- WORK TO DO -
Please rewrite the listing below, replacing every "white stripe" with "yellow stripe" and leaving everything else unchanged. Omit the pictures from your version.

- SUPPLIED DATA -
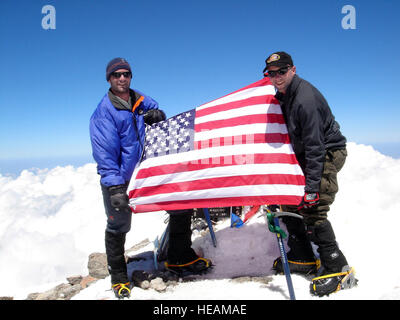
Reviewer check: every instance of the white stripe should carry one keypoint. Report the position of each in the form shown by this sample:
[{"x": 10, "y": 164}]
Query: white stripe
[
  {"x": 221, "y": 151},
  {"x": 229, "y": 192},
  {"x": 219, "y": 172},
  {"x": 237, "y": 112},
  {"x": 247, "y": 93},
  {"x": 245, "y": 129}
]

- ANSWER FOR THIS EXERCISE -
Reviewer check: every instance of the yellow stripe should carry one keypoint. Report the position of each in the form shown by this sample:
[{"x": 10, "y": 164}]
Query: yellow stripe
[
  {"x": 221, "y": 151},
  {"x": 229, "y": 192},
  {"x": 219, "y": 172},
  {"x": 237, "y": 112},
  {"x": 247, "y": 93},
  {"x": 245, "y": 129}
]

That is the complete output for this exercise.